→ Texte fourni:
----------------------------------------

Informations légales : prix de location à la page 0,0006€. Cette information est donnée uniquement à titre indicatif conformément à la législation en vigueur.

Extrait

EAN : 9782335077445

 
©Ligaran 2015

Note de l’éditeur

Paris, ou le Livre des cent-et-un publié en quinze volumes chez Ladvocat de 1831 à 1834, constitue une des premières initiatives éditoriales majeures de la « littérature panoramique », selon l’expression du philosophe Walter Benjamin, très en vogue au XIX e  siècle. Cent un contributeurs, célèbres pour certains, moins connus pour d’autres, appartenant tous au paysage littéraire et mondain de l’époque ont offert ces textes pour venir en aide à leur éditeur… Cette fresque offre un Paris kaléidoscopique.
Le présent ouvrage a été sélectionné parmi les textes publiés dans Paris ou le Livre des cent-et-un . De nombreux autres titres rassemblés dans nos collections d’ebooks, extraits de ces volumes sont également disponibles sur les librairies en ligne.
Les fêtes publiques à Paris
Après les visites du jour de l’an, un dîner de cérémonie ou un repas de corps, un concert d’amateurs, une sonate exécutée par la demoiselle de la maison, une réunion où l’on s’exerce à deviner des charades et des énigmes ;
Après les harangues de certains députés, une discussion de finances, une leçon de l’École de droit, une séance de la Société philotechnique ;
Enfin, après les épreuves à corriger, et après les gens parfaits, je ne sache rien de plus ennuyeux au monde qu’une fête publique.
Une fête publique ! ne m’en parlez pas ; j’en ai pour quinze jours de tristesse profonde, de misanthropie, de dégoût de l’existence, chaque fois qu’on célèbre une de ces grandes solennités où l’on est tenu de se divertir, où il faut être gai par ordonnance de police, et où l’on vous prescrit, sous peine d’amende, des illuminations volontaires .
Ce n’est pas ma faute, mais je n’ai jamais pu souffrir ces réjouissances, périodiques ou non, ces anniversaires, ces commémorations, ces avènements, ces couronnements, ces hymnes, ces naissances, ces Te Deum , ces banquets où l’on porte des toasts, toutes ces fêtes, toutes ces cérémonies, dont le programme se distribue un mois à l’avance, afin qu’on ait le temps d’élaborer les transports spontanés de la joie nationale.

----------------------------------------

(Données d'annotation par points)
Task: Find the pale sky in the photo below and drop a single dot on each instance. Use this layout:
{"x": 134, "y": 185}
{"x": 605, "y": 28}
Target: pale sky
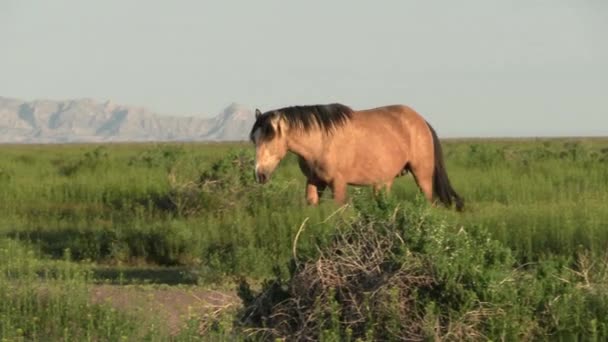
{"x": 472, "y": 68}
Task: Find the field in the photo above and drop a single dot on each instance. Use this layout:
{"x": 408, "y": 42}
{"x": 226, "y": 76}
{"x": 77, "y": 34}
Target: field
{"x": 166, "y": 241}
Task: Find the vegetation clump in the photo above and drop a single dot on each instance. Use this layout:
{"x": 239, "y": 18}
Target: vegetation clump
{"x": 404, "y": 273}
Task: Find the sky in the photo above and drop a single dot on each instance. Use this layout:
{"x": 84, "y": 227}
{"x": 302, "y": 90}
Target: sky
{"x": 471, "y": 67}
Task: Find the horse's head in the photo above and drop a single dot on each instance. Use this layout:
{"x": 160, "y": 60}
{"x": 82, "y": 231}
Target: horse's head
{"x": 269, "y": 136}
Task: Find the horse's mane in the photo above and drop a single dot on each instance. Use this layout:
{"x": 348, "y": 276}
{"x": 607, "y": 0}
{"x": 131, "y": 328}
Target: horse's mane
{"x": 305, "y": 118}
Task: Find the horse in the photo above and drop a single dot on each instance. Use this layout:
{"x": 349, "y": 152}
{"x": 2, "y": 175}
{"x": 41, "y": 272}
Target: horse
{"x": 337, "y": 146}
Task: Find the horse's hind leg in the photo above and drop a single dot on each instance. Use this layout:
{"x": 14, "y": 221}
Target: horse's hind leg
{"x": 339, "y": 190}
{"x": 380, "y": 186}
{"x": 314, "y": 190}
{"x": 423, "y": 174}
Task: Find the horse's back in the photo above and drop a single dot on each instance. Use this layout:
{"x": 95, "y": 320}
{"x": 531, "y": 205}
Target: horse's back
{"x": 380, "y": 142}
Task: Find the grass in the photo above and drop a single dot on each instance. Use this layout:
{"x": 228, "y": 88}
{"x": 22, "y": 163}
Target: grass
{"x": 120, "y": 208}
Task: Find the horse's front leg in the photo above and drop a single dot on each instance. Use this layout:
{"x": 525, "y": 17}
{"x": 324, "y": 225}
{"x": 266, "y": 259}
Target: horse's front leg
{"x": 314, "y": 190}
{"x": 338, "y": 187}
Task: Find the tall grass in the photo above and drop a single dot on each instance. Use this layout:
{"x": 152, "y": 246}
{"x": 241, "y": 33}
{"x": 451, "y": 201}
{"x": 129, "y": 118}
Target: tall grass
{"x": 196, "y": 206}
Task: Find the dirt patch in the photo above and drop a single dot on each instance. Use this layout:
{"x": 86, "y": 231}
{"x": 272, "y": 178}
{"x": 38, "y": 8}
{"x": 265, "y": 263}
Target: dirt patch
{"x": 170, "y": 305}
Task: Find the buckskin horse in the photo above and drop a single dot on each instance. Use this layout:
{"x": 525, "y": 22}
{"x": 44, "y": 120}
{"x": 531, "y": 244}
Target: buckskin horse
{"x": 338, "y": 146}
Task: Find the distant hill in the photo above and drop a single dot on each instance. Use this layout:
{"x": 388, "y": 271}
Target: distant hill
{"x": 86, "y": 120}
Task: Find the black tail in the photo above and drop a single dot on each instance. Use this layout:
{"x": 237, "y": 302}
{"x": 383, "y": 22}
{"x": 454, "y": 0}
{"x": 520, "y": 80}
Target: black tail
{"x": 441, "y": 184}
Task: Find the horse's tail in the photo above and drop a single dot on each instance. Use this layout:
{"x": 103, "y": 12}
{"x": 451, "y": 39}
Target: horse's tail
{"x": 441, "y": 184}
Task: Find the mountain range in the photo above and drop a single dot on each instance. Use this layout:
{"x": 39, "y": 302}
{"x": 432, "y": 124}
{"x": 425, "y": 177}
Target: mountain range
{"x": 86, "y": 120}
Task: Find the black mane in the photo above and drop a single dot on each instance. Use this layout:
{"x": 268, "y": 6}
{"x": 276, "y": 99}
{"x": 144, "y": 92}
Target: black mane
{"x": 305, "y": 118}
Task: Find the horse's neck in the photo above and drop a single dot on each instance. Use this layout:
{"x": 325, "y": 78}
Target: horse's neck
{"x": 306, "y": 145}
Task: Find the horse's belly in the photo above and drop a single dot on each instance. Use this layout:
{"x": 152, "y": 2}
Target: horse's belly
{"x": 376, "y": 169}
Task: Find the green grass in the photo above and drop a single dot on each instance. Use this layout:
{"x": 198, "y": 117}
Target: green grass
{"x": 195, "y": 207}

----------------------------------------

→ Actions demandées:
(1) D'après le texte, en combien de volumes Paris, ou le Livre des cent-et-un a-t-il été publié ?
(2) Reproduisez à l'identique le passage du texte qui va de « Une fête publique ! » jusqu'à « la joie nationale. ».
Servez-vous uniquement du texte.

→ Réponses par tâche:
(1) En quinze volumes.

(2)
Une fête publique ! ne m’en parlez pas ; j’en ai pour quinze jours de tristesse profonde, de misanthropie, de dégoût de l’existence, chaque fois qu’on célèbre une de ces grandes solennités où l’on est tenu de se divertir, où il faut être gai par ordonnance de police, et où l’on vous prescrit, sous peine d’amende, des illuminations volontaires .
Ce n’est pas ma faute, mais je n’ai jamais pu souffrir ces réjouissances, périodiques ou non, ces anniversaires, ces commémorations, ces avènements, ces couronnements, ces hymnes, ces naissances, ces Te Deum , ces banquets où l’on porte des toasts, toutes ces fêtes, toutes ces cérémonies, dont le programme se distribue un mois à l’avance, afin qu’on ait le temps d’élaborer les transports spontanés de la joie nationale.